**TEXTO EXTRAÍDO**
━━━━━━━━━━━━━━━━━━━━━━━━━━━━━━

O presidente dos Estados Unidos e o líder do regime chinês se encontram em um momento de grande desgaste de suas gestões, com os temores do mundo girando em torno do conflito no Oriente Médio.

Poderia ser a descrição da reunião de cúpula entre Joe Biden e Xi Jinping nesta quarta (15), mas também é um relato aplicável ao mais importante encontro entre americanos e chineses da história, em 1972 entre um pressionado Richard Nixon e um Mao Tsé-Tung no ocaso de seu poder.

O presidente americano, Joe Biden, 80, cumprimenta o líder chinês Xi Jinping, 70, em Woodside (Califórnia)
O presidente americano, Joe Biden, 80, cumprimenta o líder chinês Xi Jinping, 70, em Woodside (Califórnia) - Kevin Lamarque/Reuters

Não se esperava um avanço histórico tão grande, até porque naquele momento eram países extremamente desiguais em suas capacidades com um sujeito oculto à mesa, a União Soviética, que os EUA queriam afastar ainda mais da outra potência comunista da Ásia.

Deu certo, e, no processo, Pequim normalizou relações com Washington, transformou-se no parque laboral do Ocidente, ascendeu como segunda potência econômica do mundo e passou a desafiar os americanos sob Xi, no poder desde 2012, recriando em outros termos a Guerra Fria encerrada com a implosão soviética de 1991.

A principal diferença está na organização do mundo, com a interdependência econômica entre EUA e China, que em 2022 viu o fluxo comercial entre os rivais chegar a um recorde histórico, equivalente a um terço do Produto Interno Bruto brasileiro e com um superávit de US$ 382 bilhões para os chineses.

━━━━━━━━━━━━━━━━━━━━━━━━━━━━━━

**INSTRUÇÃO 1**
Responda com base no texto sobre a cúpula entre Biden e Xi:
(a) Em que ano aconteceu o encontro entre Richard Nixon e Mao Tsé-Tung?
(b) Desde que ano Xi está no poder?
(c) De quanto foi o superávit dos chineses no comércio com os EUA em 2022?
**INSTRUÇÃO 2**
Por favor, devolva sem alterações o trecho do texto sobre a cúpula entre Biden e Xi que vai de "Não se esperava" até "comunista da Ásia.".

**REGISTROS LISTADOS**
━━━━━━━━━━━━━━━━━━━━━━━━━━━━━━

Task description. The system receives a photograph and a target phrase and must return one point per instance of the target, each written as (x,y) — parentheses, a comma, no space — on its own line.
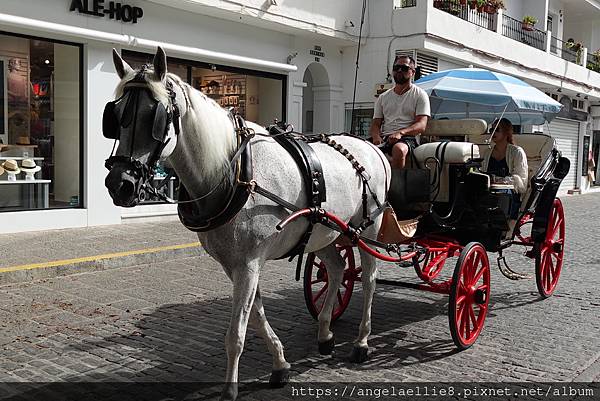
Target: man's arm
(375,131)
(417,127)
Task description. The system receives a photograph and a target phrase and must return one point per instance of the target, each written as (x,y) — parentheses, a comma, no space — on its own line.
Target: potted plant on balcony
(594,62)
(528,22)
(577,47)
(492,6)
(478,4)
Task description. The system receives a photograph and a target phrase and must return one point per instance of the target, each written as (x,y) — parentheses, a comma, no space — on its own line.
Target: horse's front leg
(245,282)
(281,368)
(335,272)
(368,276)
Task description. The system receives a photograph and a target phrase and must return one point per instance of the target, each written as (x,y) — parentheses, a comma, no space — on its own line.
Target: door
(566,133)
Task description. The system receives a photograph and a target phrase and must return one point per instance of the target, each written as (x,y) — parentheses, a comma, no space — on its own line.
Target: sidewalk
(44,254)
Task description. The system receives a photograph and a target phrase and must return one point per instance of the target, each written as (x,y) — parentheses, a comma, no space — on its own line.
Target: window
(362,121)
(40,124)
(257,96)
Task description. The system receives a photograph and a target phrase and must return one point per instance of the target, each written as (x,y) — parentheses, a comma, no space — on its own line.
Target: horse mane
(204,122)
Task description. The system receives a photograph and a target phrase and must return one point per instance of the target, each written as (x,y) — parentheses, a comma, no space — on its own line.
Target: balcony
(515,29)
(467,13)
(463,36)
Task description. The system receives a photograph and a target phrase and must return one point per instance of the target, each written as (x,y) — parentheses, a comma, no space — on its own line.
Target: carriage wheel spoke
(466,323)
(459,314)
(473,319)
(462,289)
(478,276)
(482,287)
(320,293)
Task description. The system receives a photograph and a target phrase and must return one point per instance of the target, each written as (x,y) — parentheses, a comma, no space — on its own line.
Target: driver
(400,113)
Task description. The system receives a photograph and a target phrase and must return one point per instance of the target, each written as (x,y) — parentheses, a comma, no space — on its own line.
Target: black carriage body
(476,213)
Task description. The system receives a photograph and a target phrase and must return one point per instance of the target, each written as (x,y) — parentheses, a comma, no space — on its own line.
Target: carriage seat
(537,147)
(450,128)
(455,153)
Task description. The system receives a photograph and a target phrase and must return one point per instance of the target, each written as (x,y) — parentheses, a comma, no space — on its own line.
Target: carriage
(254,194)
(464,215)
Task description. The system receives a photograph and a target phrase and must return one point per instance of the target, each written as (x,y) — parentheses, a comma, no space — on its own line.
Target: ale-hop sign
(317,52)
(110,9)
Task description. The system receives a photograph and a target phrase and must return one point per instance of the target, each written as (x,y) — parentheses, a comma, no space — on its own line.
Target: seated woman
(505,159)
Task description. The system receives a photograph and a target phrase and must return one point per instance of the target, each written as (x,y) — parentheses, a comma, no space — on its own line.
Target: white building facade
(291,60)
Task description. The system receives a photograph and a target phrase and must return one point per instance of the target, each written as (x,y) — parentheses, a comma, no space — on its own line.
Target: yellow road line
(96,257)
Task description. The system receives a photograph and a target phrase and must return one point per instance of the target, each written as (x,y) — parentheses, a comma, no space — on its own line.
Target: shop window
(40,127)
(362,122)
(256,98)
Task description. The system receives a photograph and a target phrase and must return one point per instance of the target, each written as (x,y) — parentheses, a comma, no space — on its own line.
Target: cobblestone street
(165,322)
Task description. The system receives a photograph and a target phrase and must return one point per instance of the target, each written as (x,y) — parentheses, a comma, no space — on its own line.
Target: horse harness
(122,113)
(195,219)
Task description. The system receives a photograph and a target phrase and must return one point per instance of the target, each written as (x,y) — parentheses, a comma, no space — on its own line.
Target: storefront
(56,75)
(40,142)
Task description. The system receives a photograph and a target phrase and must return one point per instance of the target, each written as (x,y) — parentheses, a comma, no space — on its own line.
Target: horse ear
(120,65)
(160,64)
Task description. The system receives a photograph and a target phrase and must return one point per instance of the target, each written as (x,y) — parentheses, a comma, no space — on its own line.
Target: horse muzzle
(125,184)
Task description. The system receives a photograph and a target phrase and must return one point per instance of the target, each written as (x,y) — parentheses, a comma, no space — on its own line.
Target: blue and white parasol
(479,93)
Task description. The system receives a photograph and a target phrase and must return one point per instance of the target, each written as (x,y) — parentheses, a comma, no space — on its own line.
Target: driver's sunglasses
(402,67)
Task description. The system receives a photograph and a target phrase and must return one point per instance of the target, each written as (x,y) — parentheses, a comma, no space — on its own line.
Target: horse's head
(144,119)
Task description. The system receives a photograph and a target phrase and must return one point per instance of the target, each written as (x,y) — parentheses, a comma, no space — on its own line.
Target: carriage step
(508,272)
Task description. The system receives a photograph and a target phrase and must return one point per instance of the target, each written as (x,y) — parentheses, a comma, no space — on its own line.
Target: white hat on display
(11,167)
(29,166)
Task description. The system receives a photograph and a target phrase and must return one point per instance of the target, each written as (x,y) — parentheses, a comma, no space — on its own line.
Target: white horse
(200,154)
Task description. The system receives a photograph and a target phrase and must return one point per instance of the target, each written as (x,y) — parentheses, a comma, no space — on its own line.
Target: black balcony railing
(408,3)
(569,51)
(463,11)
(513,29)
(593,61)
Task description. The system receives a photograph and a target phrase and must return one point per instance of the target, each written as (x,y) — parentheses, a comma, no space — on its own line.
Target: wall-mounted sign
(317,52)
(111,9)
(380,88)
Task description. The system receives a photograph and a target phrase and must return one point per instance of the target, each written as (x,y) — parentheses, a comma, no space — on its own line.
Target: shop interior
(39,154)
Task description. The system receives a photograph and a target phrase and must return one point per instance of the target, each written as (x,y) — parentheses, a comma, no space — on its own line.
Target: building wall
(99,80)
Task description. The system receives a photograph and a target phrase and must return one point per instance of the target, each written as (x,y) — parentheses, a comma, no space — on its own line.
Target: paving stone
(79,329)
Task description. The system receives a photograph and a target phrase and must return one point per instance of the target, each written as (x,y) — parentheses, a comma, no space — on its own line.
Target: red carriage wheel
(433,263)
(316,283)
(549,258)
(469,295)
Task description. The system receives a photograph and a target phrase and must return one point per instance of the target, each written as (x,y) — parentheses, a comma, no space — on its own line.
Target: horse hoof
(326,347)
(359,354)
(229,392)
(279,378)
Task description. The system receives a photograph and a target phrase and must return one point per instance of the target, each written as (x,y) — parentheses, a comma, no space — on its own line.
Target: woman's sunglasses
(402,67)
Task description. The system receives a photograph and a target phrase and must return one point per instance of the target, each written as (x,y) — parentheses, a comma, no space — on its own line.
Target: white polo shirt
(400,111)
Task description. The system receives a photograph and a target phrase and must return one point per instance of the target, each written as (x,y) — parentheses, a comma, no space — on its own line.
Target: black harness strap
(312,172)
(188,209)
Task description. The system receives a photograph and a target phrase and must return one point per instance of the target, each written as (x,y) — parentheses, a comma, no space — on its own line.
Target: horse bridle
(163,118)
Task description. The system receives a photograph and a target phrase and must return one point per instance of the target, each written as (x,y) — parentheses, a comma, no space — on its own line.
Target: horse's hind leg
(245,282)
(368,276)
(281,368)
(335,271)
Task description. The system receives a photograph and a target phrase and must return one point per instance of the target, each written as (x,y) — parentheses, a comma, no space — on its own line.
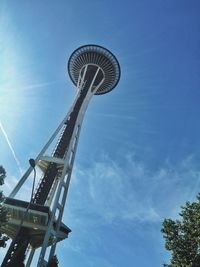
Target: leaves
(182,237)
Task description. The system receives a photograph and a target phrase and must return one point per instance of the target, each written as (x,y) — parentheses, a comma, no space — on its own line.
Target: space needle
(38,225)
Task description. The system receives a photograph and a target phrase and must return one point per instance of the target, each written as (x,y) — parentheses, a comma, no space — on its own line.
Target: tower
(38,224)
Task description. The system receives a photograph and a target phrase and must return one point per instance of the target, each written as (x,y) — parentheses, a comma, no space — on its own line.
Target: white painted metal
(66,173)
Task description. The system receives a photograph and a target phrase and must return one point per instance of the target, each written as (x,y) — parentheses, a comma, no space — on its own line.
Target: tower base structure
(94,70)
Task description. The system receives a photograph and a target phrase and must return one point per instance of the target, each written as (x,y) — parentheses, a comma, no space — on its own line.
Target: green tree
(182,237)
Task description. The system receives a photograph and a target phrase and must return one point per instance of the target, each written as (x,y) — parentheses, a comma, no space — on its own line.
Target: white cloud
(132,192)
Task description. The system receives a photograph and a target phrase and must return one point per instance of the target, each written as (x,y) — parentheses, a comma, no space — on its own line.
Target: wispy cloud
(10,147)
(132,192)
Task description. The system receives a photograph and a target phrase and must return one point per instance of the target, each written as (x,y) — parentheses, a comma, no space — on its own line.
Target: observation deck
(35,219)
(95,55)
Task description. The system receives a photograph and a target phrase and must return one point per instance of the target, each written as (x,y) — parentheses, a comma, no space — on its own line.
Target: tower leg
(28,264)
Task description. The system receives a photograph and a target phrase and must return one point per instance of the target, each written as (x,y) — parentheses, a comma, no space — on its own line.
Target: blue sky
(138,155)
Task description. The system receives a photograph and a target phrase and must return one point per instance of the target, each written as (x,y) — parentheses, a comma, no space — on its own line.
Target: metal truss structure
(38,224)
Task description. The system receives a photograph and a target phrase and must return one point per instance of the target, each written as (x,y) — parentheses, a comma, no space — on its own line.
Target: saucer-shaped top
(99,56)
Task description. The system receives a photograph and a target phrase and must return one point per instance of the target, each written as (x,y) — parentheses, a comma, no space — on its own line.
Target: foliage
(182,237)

━━━━━━━━━━━━━━━━━━━━━━━━━━━━━━

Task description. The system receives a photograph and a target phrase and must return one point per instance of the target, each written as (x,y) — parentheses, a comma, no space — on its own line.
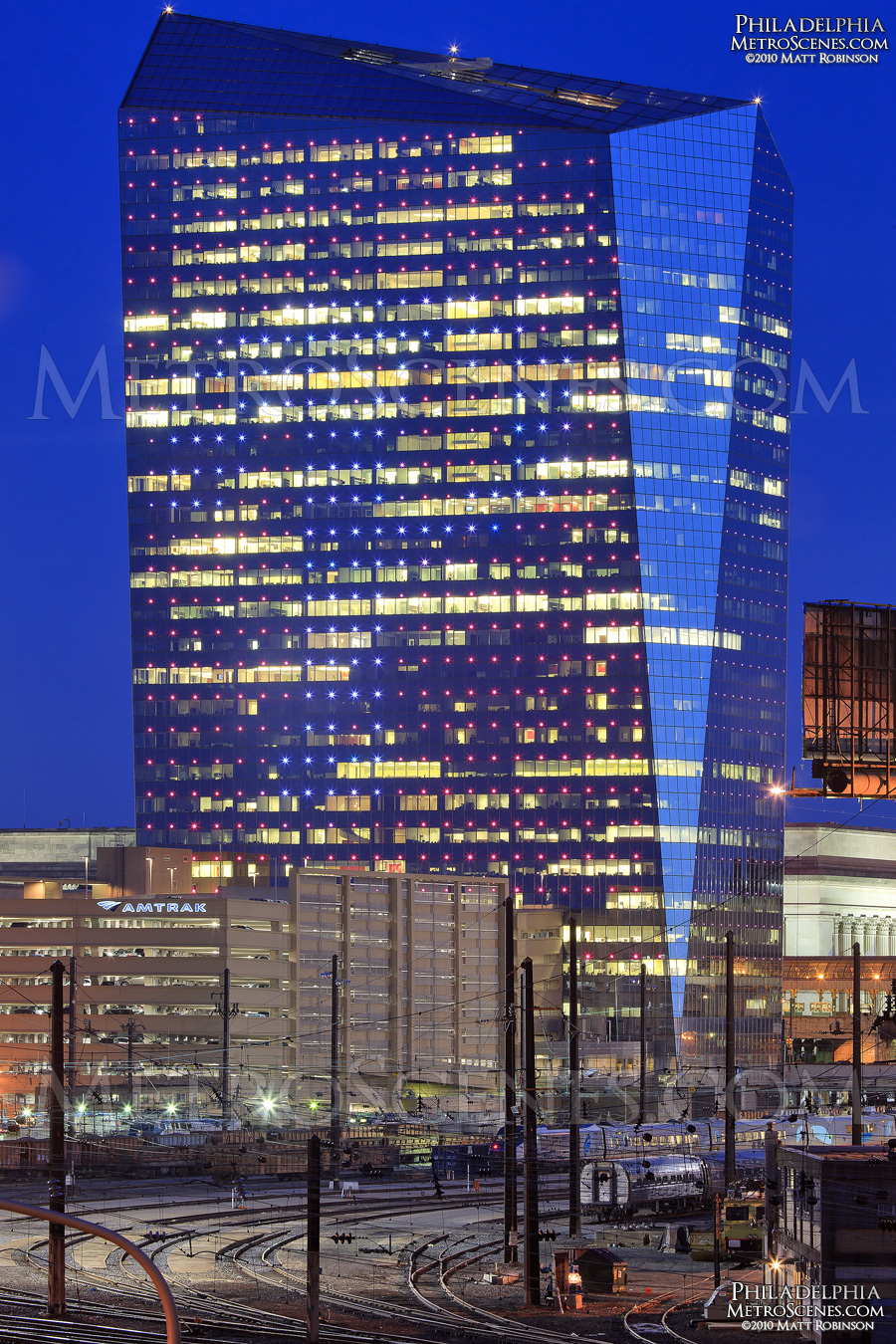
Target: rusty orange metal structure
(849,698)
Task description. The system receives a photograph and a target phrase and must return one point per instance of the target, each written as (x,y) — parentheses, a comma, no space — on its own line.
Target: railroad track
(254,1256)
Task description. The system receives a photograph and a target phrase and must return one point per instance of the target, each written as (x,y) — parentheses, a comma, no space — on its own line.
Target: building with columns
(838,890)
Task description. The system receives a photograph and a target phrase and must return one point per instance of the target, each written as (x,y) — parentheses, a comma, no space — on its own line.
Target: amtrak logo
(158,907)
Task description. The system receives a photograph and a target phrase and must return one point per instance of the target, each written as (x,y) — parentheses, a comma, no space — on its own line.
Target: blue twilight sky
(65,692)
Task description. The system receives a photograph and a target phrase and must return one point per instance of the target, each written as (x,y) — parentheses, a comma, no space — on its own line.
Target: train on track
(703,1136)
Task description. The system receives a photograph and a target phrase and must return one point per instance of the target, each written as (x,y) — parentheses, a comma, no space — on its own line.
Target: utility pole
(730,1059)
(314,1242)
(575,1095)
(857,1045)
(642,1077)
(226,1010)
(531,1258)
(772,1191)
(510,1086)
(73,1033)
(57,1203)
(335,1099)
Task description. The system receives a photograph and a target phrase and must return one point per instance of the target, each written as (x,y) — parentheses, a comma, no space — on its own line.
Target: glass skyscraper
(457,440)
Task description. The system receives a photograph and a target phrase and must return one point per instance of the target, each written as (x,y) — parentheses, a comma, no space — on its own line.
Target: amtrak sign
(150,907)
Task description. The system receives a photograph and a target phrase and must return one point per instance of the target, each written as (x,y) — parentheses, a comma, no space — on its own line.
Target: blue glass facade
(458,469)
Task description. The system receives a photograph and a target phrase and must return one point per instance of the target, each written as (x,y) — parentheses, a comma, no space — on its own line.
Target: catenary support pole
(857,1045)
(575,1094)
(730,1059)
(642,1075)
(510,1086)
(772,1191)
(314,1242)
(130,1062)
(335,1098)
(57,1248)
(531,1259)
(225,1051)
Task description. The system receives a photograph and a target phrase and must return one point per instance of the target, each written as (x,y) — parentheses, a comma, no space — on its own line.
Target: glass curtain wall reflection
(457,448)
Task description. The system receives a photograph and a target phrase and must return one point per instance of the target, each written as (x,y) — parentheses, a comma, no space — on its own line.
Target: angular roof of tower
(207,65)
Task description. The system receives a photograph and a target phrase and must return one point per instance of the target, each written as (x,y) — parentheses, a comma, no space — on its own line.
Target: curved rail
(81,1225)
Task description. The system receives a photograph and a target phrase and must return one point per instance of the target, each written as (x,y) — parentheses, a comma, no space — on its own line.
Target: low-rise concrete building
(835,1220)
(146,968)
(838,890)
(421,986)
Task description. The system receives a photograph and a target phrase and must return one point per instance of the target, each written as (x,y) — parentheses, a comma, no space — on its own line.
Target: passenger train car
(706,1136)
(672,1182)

━━━━━━━━━━━━━━━━━━━━━━━━━━━━━━

**RESULTADO 1**
(a) Em 1972.
(b) Desde 2012.
(c) US$ 382 bilhões.

**RESULTADO 2**
Não se esperava um avanço histórico tão grande, até porque naquele momento eram países extremamente desiguais em suas capacidades com um sujeito oculto à mesa, a União Soviética, que os EUA queriam afastar ainda mais da outra potência comunista da Ásia.